■ Document text:
MacNeill opposed British cession of the strategic island of Heligoland to Germany in 1890; he always maintained that if Heligoland had been retained the first world war would have been averted. From 1914 he campaigned for the rulers of the central powers to be expelled from British knightly orders and for royal relatives and other peers who fought against Britain to forfeit British titles. In 1918 he was deselected for South Donegal in favour of J. T. Donovan (an associate of Joseph Devlin (qv)). He took this bitterly, and in 1919 wrote to Walter Long (qv) recalling how friends had told him nationalists would let him down. MacNeill accepted the new Irish Free State reluctantly, but came to admire the ‘almost illimitable potential’ of its constitution as a codification and improvement of its British model. He defended it in newspaper controversies; his commentary Studies in the constitution of the Irish Free State (1925), well received by the government of W. T. Cosgrave (qv), proclaimed that a study of the constitution should provide ‘elevated intellectual recreation to every citizen’ and form part of the school curriculum. In 1925 MacNeill published an anecdotal memoir, What I have seen and heard.
MacNeill died 24 August 1926 and was buried at Mount Jerome cemetery on the 27th. He was unmarried, living with his sister, Mary Colpoys Deane MacNeill, and numerous cats and dogs. He loved eighteenth-century craftsmanship, collecting books, historical mementoes, plate, and china. Despite his stormy career, MacNeill was a Buttite, a nostalgic antiquarian throwback to eighteenth-century colonial nationalism. A few MacNeill letters may be found in the John Dillon papers in TCD, the John Redmond papers at the NLI, and the Walter Long papers in the British Library.

Saved data entries:
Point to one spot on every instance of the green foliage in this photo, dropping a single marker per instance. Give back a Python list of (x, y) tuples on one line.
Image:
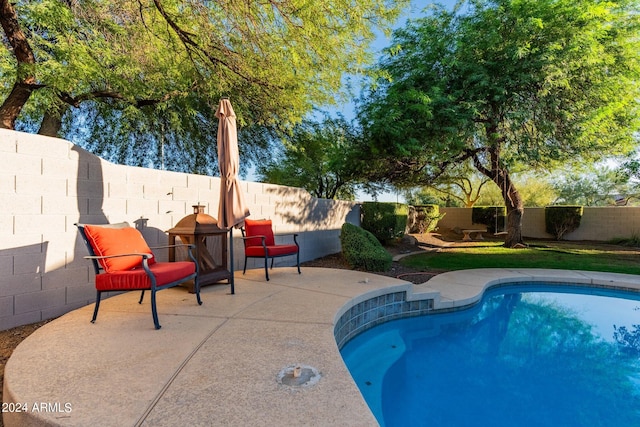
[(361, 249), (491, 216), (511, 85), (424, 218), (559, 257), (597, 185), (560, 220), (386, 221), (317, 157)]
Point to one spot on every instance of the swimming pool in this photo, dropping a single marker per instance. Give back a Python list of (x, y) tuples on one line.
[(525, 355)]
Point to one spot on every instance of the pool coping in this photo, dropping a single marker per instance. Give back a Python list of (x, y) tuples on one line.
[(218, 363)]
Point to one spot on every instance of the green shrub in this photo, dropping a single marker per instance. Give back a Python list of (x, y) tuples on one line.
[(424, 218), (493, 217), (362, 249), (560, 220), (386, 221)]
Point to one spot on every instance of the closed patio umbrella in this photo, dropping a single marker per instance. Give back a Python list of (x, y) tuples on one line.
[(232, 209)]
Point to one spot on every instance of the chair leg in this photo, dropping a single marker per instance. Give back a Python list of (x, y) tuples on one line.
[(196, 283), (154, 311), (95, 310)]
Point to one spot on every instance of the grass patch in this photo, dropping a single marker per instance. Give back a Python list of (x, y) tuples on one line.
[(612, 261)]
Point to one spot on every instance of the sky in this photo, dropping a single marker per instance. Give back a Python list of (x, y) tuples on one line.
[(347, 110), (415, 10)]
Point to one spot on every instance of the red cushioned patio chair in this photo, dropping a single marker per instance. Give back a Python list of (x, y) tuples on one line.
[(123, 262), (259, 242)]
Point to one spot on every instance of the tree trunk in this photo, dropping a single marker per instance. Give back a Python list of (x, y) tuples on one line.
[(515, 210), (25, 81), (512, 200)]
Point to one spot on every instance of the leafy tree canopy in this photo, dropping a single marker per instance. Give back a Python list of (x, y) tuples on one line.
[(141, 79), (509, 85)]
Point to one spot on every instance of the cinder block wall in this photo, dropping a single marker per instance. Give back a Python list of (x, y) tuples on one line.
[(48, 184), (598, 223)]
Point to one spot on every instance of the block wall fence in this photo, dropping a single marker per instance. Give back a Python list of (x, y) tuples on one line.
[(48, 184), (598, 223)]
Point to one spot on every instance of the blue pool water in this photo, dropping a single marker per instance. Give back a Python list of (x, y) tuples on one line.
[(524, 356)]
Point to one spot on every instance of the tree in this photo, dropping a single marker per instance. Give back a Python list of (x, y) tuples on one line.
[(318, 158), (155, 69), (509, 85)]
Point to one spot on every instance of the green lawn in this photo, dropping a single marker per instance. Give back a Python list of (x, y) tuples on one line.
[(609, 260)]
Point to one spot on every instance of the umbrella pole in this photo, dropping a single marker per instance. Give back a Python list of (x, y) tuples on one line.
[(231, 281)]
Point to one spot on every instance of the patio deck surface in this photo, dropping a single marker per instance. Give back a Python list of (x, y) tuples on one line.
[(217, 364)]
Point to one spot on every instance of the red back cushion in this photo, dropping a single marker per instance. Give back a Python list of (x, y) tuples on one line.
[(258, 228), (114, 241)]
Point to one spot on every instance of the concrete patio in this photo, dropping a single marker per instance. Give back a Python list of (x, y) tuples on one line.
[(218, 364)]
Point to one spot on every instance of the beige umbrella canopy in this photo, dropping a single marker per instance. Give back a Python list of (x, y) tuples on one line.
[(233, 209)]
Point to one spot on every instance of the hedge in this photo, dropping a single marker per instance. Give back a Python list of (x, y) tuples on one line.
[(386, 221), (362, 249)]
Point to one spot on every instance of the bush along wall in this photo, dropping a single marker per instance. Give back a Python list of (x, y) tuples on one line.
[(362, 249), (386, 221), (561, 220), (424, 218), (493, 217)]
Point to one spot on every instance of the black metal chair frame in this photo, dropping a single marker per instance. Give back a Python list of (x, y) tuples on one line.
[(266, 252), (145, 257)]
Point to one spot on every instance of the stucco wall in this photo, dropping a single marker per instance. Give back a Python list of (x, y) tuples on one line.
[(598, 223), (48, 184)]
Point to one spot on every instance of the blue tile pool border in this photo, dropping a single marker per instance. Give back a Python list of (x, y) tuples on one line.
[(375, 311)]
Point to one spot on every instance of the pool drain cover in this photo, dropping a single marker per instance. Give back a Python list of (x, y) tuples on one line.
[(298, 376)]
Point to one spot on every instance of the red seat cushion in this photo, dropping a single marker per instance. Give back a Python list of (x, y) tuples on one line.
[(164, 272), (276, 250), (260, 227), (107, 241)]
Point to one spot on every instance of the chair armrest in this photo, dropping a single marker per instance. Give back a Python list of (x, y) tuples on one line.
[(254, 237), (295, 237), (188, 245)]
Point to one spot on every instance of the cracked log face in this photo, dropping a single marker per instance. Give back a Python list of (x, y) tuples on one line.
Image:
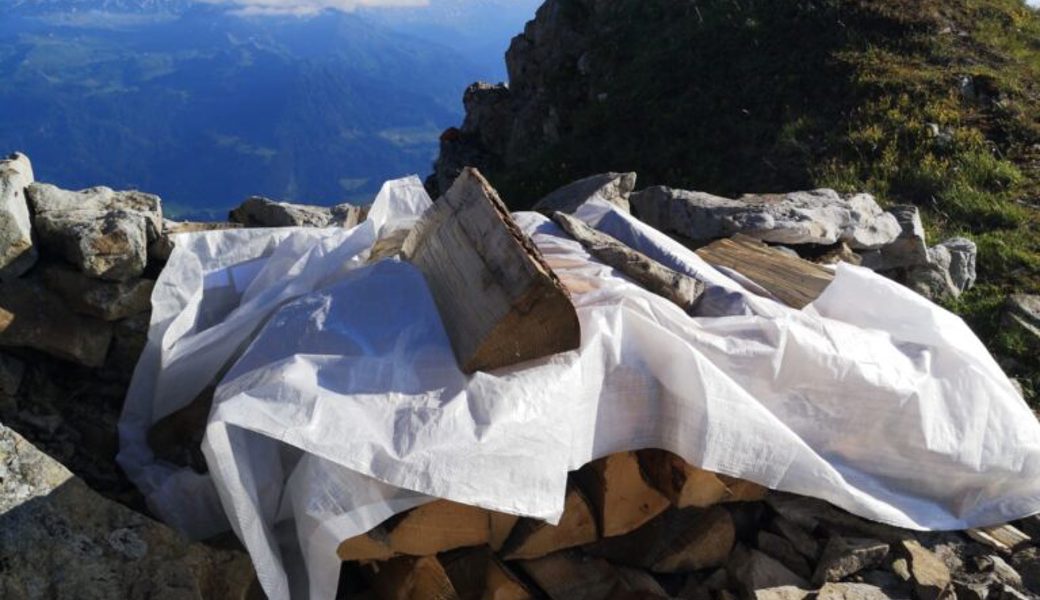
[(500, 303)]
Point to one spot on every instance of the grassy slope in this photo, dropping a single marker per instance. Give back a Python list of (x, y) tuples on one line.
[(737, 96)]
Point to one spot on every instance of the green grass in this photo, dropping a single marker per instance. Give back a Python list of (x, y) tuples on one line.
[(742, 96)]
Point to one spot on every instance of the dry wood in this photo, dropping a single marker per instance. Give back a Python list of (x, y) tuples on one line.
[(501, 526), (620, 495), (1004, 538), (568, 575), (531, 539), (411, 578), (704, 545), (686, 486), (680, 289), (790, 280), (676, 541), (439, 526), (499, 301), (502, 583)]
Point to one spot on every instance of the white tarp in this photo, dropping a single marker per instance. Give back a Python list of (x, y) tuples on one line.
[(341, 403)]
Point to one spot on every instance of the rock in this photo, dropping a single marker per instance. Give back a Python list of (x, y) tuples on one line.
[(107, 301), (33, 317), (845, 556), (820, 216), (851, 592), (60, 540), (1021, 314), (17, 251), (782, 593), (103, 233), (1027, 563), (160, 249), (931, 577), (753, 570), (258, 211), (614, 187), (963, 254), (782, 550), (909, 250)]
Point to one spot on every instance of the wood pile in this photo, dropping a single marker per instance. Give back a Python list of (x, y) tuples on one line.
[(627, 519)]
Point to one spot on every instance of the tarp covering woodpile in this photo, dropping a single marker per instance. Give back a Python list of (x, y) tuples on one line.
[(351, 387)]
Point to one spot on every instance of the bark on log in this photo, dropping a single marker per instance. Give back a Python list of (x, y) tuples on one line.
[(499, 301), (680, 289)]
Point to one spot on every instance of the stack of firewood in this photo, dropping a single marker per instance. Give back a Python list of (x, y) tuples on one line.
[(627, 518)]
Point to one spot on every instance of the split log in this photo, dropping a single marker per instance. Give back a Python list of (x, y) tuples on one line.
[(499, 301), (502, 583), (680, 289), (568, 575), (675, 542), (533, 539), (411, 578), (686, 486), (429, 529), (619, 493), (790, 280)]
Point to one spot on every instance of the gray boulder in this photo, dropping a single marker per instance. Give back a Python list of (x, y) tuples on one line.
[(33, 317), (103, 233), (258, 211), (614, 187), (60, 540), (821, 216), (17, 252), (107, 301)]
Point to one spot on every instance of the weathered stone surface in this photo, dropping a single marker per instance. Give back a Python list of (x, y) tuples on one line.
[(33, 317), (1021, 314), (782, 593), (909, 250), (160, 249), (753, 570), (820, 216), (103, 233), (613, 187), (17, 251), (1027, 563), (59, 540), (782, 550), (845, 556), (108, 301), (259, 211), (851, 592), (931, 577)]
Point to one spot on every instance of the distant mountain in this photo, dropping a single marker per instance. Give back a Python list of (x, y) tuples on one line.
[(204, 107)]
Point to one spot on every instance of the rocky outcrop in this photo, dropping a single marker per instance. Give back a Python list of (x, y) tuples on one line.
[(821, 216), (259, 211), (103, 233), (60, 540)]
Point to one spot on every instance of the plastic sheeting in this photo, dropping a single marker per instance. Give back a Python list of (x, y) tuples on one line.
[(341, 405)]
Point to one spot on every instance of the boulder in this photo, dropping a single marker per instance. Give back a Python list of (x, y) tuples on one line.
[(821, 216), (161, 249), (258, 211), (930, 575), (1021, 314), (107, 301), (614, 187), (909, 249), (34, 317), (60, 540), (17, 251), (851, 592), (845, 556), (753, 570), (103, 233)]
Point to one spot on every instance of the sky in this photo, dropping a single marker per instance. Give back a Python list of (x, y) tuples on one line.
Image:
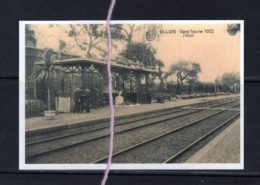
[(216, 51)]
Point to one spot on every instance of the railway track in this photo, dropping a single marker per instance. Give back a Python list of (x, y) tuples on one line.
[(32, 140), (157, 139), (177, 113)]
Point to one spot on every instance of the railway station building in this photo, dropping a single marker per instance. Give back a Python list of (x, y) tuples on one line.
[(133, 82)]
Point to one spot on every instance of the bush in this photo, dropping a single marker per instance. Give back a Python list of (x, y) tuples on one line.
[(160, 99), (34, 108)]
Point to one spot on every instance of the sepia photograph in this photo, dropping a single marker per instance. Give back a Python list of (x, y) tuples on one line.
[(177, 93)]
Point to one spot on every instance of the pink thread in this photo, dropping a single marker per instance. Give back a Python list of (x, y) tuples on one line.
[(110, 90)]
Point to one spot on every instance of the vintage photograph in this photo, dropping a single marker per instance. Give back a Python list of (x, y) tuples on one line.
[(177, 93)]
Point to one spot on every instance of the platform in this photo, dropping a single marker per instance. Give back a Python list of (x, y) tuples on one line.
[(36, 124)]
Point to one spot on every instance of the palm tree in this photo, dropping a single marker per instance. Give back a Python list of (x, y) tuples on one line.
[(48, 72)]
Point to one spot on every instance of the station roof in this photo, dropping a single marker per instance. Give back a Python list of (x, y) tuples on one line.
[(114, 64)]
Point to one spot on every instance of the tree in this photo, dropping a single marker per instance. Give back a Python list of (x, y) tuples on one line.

■ Study questions:
1) Summarize the MacNeill passage in two sentences.
2) Reproduce the MacNeill passage, everything from "MacNeill died 24" down to "the British Library.".

■ Results for each task:
1) MacNeill opposed the 1890 cession of Heligoland to Germany, campaigned from 1914 to strip enemy rulers and peers of British honors and titles, and took his 1918 deselection for South Donegal bitterly. Though he accepted the Irish Free State reluctantly, he came to admire its constitution and wrote a 1925 commentary on it, and he died unmarried on 24 August 1926, a collector and nostalgic antiquarian throwback to eighteenth-century colonial nationalism.

2)
MacNeill died 24 August 1926 and was buried at Mount Jerome cemetery on the 27th. He was unmarried, living with his sister, Mary Colpoys Deane MacNeill, and numerous cats and dogs. He loved eighteenth-century craftsmanship, collecting books, historical mementoes, plate, and china. Despite his stormy career, MacNeill was a Buttite, a nostalgic antiquarian throwback to eighteenth-century colonial nationalism. A few MacNeill letters may be found in the John Dillon papers in TCD, the John Redmond papers at the NLI, and the Walter Long papers in the British Library.